## What you have to do
Could you put the records below, from the line containing "Where can you see the woman with raised" through the line containing "<point>231,363</point>", into a Markdown table with the columns Row and Line, numbering each line and leaving out blank lines?

## Records to use
+---+
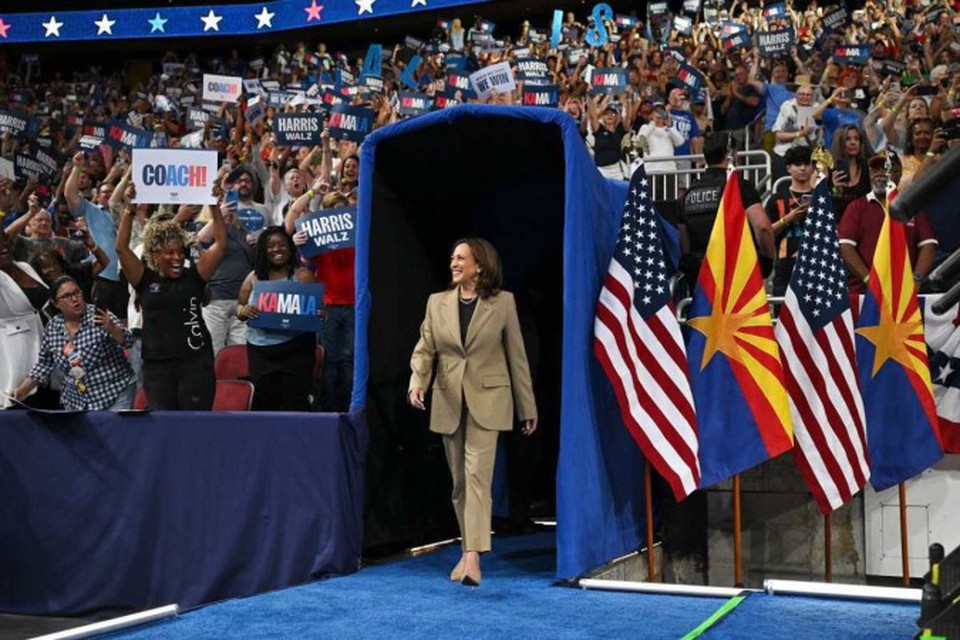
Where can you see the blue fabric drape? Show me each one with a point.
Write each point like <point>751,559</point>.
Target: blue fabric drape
<point>101,513</point>
<point>600,469</point>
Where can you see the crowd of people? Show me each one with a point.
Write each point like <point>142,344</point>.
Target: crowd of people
<point>169,287</point>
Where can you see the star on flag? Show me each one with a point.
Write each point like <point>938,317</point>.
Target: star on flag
<point>52,27</point>
<point>156,24</point>
<point>211,21</point>
<point>105,25</point>
<point>313,11</point>
<point>264,19</point>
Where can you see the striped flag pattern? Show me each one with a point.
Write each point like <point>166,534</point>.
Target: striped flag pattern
<point>638,342</point>
<point>816,337</point>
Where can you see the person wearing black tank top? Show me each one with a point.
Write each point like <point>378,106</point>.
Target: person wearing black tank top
<point>177,351</point>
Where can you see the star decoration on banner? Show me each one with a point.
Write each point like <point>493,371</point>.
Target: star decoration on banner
<point>313,11</point>
<point>52,27</point>
<point>211,21</point>
<point>264,19</point>
<point>105,25</point>
<point>156,24</point>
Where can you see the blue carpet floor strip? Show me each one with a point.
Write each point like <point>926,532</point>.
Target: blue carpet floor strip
<point>518,598</point>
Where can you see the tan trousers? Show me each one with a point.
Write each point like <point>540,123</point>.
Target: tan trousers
<point>471,453</point>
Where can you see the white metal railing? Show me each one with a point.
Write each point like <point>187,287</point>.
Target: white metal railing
<point>754,165</point>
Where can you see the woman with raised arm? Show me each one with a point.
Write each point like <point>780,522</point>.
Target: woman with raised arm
<point>177,349</point>
<point>470,337</point>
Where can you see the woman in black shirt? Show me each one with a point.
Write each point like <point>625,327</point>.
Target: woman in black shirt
<point>177,351</point>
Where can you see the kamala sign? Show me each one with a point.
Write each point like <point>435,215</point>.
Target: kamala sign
<point>174,176</point>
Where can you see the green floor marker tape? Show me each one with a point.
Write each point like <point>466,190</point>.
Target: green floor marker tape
<point>717,616</point>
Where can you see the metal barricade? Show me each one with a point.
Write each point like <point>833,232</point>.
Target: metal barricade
<point>755,166</point>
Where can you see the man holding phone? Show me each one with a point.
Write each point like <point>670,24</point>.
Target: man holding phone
<point>787,210</point>
<point>239,186</point>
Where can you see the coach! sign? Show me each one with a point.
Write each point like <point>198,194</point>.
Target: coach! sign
<point>174,176</point>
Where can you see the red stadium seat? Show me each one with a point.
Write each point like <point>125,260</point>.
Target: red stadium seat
<point>233,395</point>
<point>140,401</point>
<point>231,363</point>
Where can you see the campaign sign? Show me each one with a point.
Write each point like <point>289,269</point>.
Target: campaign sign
<point>329,229</point>
<point>776,11</point>
<point>285,305</point>
<point>350,123</point>
<point>330,99</point>
<point>691,78</point>
<point>497,77</point>
<point>774,44</point>
<point>735,41</point>
<point>540,96</point>
<point>18,125</point>
<point>608,80</point>
<point>458,81</point>
<point>852,54</point>
<point>532,70</point>
<point>836,19</point>
<point>174,176</point>
<point>373,83</point>
<point>121,134</point>
<point>683,24</point>
<point>415,104</point>
<point>222,88</point>
<point>89,143</point>
<point>297,129</point>
<point>27,166</point>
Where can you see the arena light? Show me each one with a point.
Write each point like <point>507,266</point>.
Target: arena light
<point>114,624</point>
<point>661,588</point>
<point>832,590</point>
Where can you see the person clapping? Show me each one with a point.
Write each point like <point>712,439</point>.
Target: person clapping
<point>86,345</point>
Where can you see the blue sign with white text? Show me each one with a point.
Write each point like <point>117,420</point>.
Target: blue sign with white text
<point>285,305</point>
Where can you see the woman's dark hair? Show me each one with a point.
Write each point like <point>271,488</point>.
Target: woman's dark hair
<point>838,148</point>
<point>908,148</point>
<point>490,276</point>
<point>261,265</point>
<point>58,283</point>
<point>38,258</point>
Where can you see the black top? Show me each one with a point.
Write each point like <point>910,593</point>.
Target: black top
<point>701,201</point>
<point>466,313</point>
<point>173,325</point>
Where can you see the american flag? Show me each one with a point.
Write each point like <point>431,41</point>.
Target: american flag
<point>638,342</point>
<point>816,338</point>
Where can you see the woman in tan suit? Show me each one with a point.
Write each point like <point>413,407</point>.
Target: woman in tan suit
<point>471,338</point>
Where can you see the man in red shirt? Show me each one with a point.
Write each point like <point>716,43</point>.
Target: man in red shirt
<point>861,224</point>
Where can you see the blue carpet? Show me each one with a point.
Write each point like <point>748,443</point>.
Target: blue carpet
<point>801,618</point>
<point>413,599</point>
<point>518,599</point>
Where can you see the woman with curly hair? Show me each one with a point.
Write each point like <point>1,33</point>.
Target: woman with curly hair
<point>177,350</point>
<point>281,362</point>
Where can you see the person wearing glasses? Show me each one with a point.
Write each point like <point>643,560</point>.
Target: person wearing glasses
<point>86,345</point>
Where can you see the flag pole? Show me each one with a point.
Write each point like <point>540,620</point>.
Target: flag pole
<point>737,537</point>
<point>827,548</point>
<point>904,542</point>
<point>648,491</point>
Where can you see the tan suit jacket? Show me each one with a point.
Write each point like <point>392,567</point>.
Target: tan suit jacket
<point>490,370</point>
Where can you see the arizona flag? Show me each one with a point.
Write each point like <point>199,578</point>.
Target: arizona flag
<point>738,383</point>
<point>903,435</point>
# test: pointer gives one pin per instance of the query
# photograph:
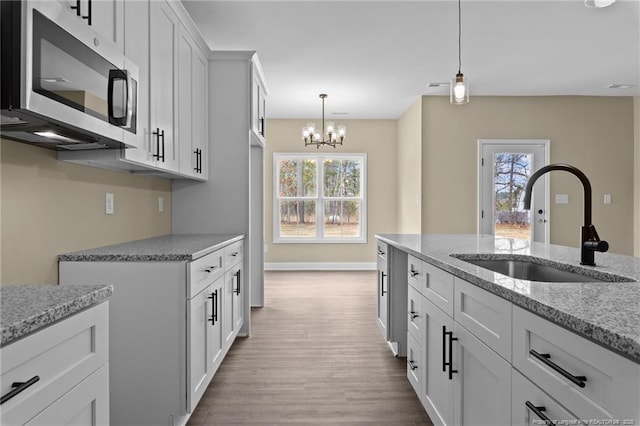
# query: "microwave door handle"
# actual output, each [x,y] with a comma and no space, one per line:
[129,102]
[114,75]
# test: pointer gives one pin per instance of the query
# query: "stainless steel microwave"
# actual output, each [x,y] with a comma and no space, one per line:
[63,85]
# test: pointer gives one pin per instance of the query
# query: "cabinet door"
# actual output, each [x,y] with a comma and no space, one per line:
[238,298]
[199,102]
[136,48]
[383,301]
[200,313]
[227,309]
[164,30]
[482,384]
[437,396]
[87,404]
[215,326]
[191,125]
[105,17]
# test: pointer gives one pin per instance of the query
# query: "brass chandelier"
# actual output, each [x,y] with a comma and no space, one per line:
[334,136]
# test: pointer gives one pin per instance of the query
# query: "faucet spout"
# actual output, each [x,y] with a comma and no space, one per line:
[567,168]
[589,240]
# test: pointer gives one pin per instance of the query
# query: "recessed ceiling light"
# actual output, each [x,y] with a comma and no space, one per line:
[618,86]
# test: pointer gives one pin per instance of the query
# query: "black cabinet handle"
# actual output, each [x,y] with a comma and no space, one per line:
[546,359]
[237,275]
[448,363]
[538,412]
[89,14]
[162,135]
[17,388]
[214,312]
[76,7]
[157,135]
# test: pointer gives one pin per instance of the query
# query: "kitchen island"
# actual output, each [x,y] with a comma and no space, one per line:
[559,351]
[179,303]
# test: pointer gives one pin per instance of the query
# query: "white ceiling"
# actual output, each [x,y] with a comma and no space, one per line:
[375,58]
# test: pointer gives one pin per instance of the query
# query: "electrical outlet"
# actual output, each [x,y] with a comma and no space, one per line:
[109,203]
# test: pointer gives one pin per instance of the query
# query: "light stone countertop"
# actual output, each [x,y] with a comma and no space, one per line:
[167,248]
[28,308]
[607,313]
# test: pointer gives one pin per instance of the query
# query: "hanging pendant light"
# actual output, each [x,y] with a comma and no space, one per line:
[598,3]
[330,136]
[459,87]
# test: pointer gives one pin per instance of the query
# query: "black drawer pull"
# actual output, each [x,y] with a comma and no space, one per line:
[18,387]
[538,412]
[546,359]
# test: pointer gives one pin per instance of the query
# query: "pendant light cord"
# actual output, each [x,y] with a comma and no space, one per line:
[459,37]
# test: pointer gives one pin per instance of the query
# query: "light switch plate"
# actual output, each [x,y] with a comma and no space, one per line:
[109,203]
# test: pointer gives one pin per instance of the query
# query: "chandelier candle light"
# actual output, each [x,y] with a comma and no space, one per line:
[459,88]
[334,136]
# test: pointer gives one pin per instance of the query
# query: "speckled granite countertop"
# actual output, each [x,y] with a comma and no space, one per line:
[605,312]
[28,308]
[168,248]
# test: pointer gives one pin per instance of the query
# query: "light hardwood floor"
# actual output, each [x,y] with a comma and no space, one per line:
[315,356]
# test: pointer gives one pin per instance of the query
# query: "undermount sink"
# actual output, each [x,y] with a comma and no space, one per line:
[534,269]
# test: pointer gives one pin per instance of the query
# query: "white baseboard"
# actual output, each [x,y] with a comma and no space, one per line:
[320,266]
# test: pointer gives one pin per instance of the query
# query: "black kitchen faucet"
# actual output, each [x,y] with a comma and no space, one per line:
[590,241]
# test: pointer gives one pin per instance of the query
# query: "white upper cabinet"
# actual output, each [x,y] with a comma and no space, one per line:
[163,57]
[258,103]
[192,107]
[105,17]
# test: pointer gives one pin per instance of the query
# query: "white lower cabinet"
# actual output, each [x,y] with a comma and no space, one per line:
[171,325]
[488,362]
[63,372]
[532,406]
[482,383]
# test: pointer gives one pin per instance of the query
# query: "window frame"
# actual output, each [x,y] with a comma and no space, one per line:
[319,199]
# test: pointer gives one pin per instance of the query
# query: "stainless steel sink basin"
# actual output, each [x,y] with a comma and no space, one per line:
+---+
## The answer
| Row | Line |
|---|---|
| 1 | Where can you see the woman with raised arm? Show me each one with a point. |
| 2 | Write each point like <point>780,522</point>. |
| 3 | Target: woman with raised arm |
| 4 | <point>177,349</point> |
| 5 | <point>470,337</point> |
| 6 | Where can you see the woman in black shirt? Show me each one with a point. |
| 7 | Write each point like <point>625,327</point>. |
| 8 | Target: woman in black shirt |
| 9 | <point>177,351</point> |
| 10 | Where can you see the kamala sign? Show me each one with a point. |
| 11 | Write each point like <point>435,215</point>. |
| 12 | Target: kamala sign |
| 13 | <point>174,176</point> |
| 14 | Where can you see the green floor marker tape? Show me each one with a point. |
| 15 | Write each point like <point>466,190</point>. |
| 16 | Target: green floor marker tape |
| 17 | <point>717,616</point> |
| 18 | Where can you see the metal barricade? Show me each one with a point. |
| 19 | Write each point like <point>833,232</point>. |
| 20 | Target: metal barricade |
| 21 | <point>755,166</point> |
| 22 | Where can you see the man holding phone? Show me each one with a point. |
| 23 | Write each point like <point>670,24</point>. |
| 24 | Target: man holding phone |
| 25 | <point>787,210</point> |
| 26 | <point>239,186</point> |
| 27 | Where can you see the coach! sign? Show me each one with a point. |
| 28 | Write each point like <point>198,194</point>. |
| 29 | Target: coach! sign |
| 30 | <point>174,176</point> |
| 31 | Where can you see the red stadium seat? Show me each one with a point. |
| 32 | Write each point like <point>125,260</point>. |
| 33 | Target: red stadium seat |
| 34 | <point>233,395</point> |
| 35 | <point>140,401</point> |
| 36 | <point>231,363</point> |